---------- PAGE TEXT

Dive Brief:
- UPS is growing the physical footprint of its healthcare division with new or expanded facilities in California, Hungary, Shanghai, the United Kingdom and at the UPS Worldport in Kentucky, the company said in a press release shared with Supply Chain Dive.
- The new assets will include current good manufacturing practice-compliant distribution space with 1.5 million square feet in Southern California and a new location in Shanghai. New freezer storage in Louisville, Kentucky, will provide space for vaccine and biopharma supply storage.
- "About a month ago, we made the decision to pivot quickly to ... vaccines and treatments, which is where we're really focusing right now because that's the next wave of what's happening," UPS Healthcare President Wes Wheeler said in an interview with Supply Chain Dive.
Dive Insight:
Last month, the federal government announced "Operation Warp Speed," with the goal of having an "effective vaccine available for Americans by January 2021," according to a Department of Health and Human Services press release.
UPS is working "with all of the major players that are developing vaccines, with the exception of only a few, and we're working with the major companies that are developing treatments," Wheeler said. UPS subsidiary Marken is providing the companies with supply chain services to help clinical trials. To do so, Marken has had to relearn how to manage clinical supply chains during a pandemic. It now has to get drugs to patient's homes, because clinic sites are closed around the world. To do this, it relies on third-party carriers that it has certified.
UPS gets involved with the companies when vaccine testing moves from phase one to phase two, which is when the drug is tested in infected patients. There are about three companies this far along in the development of a vaccine to protect against the new coronavirus, Wheeler said.
The supply chain for the vaccine involves UPS helping manufacturers move the active ingredient from supplier locations to their factories where the liquid is placed in vials, which are then packaged and shipped to dosing sites around the country.

--------------------
---------- EXCERPTED RECORDS

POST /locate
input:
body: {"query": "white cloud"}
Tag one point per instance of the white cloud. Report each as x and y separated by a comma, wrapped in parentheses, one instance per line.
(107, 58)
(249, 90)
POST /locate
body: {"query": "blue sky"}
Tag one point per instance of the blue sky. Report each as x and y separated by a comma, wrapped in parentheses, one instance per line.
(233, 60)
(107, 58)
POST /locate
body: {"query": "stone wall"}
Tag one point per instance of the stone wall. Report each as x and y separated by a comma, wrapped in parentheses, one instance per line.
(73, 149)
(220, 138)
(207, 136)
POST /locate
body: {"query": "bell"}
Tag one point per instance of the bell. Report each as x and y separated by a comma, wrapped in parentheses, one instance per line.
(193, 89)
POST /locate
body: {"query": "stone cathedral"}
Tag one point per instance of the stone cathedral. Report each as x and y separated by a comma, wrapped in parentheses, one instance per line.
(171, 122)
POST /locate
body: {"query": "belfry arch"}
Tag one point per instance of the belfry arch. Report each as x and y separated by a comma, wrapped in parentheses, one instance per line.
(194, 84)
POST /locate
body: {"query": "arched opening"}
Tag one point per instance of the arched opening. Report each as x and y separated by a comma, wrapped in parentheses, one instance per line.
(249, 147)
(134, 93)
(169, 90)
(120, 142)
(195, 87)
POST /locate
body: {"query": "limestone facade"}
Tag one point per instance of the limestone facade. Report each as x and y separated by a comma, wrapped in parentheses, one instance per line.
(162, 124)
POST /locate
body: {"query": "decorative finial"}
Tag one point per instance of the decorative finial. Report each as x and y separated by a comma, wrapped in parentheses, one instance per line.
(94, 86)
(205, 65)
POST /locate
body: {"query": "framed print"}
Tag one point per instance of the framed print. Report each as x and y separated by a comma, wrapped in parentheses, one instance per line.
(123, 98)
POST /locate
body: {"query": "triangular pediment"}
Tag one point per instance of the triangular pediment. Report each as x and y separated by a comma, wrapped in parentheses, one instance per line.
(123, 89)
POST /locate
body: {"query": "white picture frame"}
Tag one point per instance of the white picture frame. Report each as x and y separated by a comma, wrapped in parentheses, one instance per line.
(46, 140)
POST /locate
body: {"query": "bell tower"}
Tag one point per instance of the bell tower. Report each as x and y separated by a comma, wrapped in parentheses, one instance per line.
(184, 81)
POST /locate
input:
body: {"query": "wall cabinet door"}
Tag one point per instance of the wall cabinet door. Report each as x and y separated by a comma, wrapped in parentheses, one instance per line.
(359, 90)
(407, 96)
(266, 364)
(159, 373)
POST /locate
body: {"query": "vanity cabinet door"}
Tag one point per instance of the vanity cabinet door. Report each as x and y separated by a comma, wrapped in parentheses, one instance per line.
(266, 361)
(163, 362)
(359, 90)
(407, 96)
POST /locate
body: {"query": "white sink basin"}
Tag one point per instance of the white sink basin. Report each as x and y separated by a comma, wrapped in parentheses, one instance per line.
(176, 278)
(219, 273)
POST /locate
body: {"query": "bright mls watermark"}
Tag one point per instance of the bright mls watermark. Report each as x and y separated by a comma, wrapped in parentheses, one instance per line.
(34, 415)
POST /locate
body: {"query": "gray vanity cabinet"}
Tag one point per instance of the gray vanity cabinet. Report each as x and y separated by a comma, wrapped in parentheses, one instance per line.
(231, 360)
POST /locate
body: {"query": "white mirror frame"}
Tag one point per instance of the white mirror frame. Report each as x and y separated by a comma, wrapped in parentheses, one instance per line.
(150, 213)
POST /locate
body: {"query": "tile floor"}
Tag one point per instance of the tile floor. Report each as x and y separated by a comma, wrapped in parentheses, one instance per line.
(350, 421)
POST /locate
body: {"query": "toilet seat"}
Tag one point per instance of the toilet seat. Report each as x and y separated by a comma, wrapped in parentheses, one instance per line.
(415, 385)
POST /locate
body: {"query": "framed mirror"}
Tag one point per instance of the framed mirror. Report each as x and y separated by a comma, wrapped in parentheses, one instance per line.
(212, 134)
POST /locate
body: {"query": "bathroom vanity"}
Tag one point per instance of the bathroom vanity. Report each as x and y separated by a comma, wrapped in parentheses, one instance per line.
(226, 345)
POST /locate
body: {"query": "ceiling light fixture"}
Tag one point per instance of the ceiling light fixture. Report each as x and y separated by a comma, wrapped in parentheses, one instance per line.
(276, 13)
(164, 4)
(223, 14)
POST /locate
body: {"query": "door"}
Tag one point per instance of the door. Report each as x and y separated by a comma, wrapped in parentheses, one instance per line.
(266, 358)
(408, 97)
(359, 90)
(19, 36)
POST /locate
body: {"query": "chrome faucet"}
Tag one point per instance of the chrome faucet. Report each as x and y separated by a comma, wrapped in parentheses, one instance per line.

--------------------

### [TASKS AND EXERCISES]
1. Answer these questions from the UPS healthcare article:
(a) In which city will the new freezer storage be located, and what will it provide space for?
(b) Which UPS subsidiary provides supply chain services to help clinical trials?
(c) At what stage of vaccine testing does UPS get involved with the companies?
2. Write the next paragraph of the UPS healthcare article, starting after its final sentence.

### [EXPECTED OUTPUTS]
1.
(a) Louisville, Kentucky; it will provide space for vaccine and biopharma supply storage.
(b) Marken.
(c) When vaccine testing moves from phase one to phase two.

2.
"Our next priority will be to pivot from there to commercial distribution," Wheeler said. "And many of these vaccines will be shipped and stored in sub-frozen conditions, maybes as low as minus 80 degrees [Celsius]."
There are three main temperature ranges when talking about cold storage. Two to eight degrees Celsius and minus 20 degrees Celsius can be maintained with special packaging that will maintain those temperatures for 96 hours even outside of a refrigerated location. But minus 80 degrees Celsius requires dry ice, "the only real effective way to transport that kind of material," Wheeler said.
The shift to vaccines is just the most recent priority change for UPS' healthcare division. When Wheeler started as the head of the division in December, the coronavirus was not on the company's priority list. But priorities changed quickly.
UPS had its team in place at the new Healthcare and Life Sciences unit by the end of January. By early February it started to get its "first clue" of how its mission was going to change, and by mid-February Wheeler's time was consumed by Zoom calls connecting with people in Washington, healthcare labs, test kit companies, and charter flights.
"It hasn't really stopped since then," Wheeler said.
Before the pandemic took hold, the Healthcare and Life Sciences unit was just a few months old and focused on building a portfolio of services built on a quality system similar to what might be found at a large biopharmaceutical company like Novartis or Merck, as well as on its UPS Premier product and the clinical work done at Marken.
"That was our plan," Wheeler said. "And then all this happened. And we had to kind of step back and respond every single day to another phone call from another governor or city mayor or hospital system looking for [personal protective equipment], looking for test kits, help connecting laboratories with test kit companies. We spent a lot of time with public affairs in Washington, trying to help states and cities."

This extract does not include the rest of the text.